● **Task requirements**
• a. Reproduce the passage from the LGBTI film reviews, starting with "Les Invisibles, BFI" and going on through "intensely human core.".
• b. Name every director the LGBTI film reviews credit with making one of the films.
START Source document
Les Invisibles, BFI Player, Amazon Prime

When lesbian, gay and bisexual identities are recognised by many people only in the context of sex, and when older people are perceived as less sexual beings, it can become difficult to express who one is in old age. For this film, Sébastien Lifshitz interviewed 11 French people over 70 about identity, relationships, the impact of living through changing times and the minutiae of their day to day lives. The result is an affecting series of portraits with a determinedly upbeat tone but with some really bleak stories along the way, reflecting on small moments that brought joy and the tremendous pressure of living in a society that sought to deny them. It’s a history lesson with an intensely human core.


Chemsex, BFI Player, Amazon Prime

There’s always a danger than in telling LGBTI stories, we try to sanitise them, either because they are to some degree our own or because we want to make redress for all he ugly prejudice and propaganda of the past. This can not only distort history – it can lead to the stories of those deemed less ‘respectable’ getting lost altogether. William Fairman and Max Gogarty’s Chemsex tries to look at one aspect of gay life as it is, holding nothing back. It’s not for the squeamish, but it’s a powerful piece of work, capturing something of the allure of this world (whether or not you’re attracted to men yourself) at the same time as telling stories of addiction, desperation and despair. in picking apart this difficult subject, it stands out as one of those rare films that really does raise awareness and invite people who are pat of that scene themselves to re-evaluate it.

The Children's Hour
The Children's Hour

The Children's Hour, Chili, Amazon Prime

Some LGBTI films don’t just record history – they make it. This is the case with William Wyler’s The Children’s Hour, which broke new ground in 1961 by addressing lesbianism despite the chilling effect of the Hays Code. Shirley MacLaine plays a teacher in love with her colleague (Audrey Hepburn) but unable to express it, trapped as a result of malicious allegations by a resentful pupil. Despite the fact that her love goes unrequited and the ending is tragic, it makes a powerful statement by presenting her in the mode of other unhappy women with whom the audiences of the time had learned to sympathise, and the fact that Hepburn’s character also regards her with concern rather than disgust helped to change public attitudes to lesbian and bisexual women, as well as contributing to the demise of the code.
END Source document
START Raw records
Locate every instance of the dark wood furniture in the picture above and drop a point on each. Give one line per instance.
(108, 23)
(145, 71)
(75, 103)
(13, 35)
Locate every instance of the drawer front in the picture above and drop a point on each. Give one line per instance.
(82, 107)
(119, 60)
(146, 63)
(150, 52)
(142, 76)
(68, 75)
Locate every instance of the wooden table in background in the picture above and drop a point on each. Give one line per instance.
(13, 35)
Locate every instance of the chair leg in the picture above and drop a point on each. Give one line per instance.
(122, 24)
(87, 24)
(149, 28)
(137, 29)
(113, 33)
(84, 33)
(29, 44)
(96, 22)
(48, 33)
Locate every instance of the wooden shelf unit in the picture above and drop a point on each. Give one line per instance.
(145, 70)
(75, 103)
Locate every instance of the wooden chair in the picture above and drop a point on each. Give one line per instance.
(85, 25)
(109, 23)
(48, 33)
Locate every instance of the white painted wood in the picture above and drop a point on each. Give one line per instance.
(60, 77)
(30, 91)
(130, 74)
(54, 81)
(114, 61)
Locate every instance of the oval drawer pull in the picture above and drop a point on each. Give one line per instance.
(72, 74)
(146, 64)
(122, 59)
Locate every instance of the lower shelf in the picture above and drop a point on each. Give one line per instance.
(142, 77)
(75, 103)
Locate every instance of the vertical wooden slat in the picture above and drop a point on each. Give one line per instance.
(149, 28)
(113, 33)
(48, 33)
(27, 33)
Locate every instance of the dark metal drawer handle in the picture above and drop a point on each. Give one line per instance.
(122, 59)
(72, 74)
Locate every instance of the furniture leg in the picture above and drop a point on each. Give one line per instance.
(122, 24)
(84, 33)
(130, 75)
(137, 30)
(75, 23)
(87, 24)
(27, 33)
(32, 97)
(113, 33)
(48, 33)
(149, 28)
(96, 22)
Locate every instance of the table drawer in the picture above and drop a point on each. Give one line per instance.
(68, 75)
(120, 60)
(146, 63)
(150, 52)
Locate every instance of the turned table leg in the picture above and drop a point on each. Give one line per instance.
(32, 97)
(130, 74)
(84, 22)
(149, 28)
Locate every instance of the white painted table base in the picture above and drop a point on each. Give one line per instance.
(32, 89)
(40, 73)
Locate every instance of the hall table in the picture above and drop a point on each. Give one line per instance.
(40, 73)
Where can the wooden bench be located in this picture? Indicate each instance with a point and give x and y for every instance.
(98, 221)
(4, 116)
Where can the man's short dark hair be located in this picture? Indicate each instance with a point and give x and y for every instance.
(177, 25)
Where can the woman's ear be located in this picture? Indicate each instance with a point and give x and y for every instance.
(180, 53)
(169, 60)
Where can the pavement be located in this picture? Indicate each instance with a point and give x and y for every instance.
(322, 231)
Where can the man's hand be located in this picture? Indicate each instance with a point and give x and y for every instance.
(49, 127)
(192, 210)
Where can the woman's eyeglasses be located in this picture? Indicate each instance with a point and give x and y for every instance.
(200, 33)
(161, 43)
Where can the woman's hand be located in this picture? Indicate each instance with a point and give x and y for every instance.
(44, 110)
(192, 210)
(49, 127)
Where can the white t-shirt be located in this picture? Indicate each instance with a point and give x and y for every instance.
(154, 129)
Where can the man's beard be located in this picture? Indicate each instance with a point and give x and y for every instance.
END Raw records
● **Responses**
• a.
Les Invisibles, BFI Player, Amazon Prime

When lesbian, gay and bisexual identities are recognised by many people only in the context of sex, and when older people are perceived as less sexual beings, it can become difficult to express who one is in old age. For this film, Sébastien Lifshitz interviewed 11 French people over 70 about identity, relationships, the impact of living through changing times and the minutiae of their day to day lives. The result is an affecting series of portraits with a determinedly upbeat tone but with some really bleak stories along the way, reflecting on small moments that brought joy and the tremendous pressure of living in a society that sought to deny them. It’s a history lesson with an intensely human core.

• b.
Sébastien Lifshitz
William Fairman
Max Gogarty
William Wyler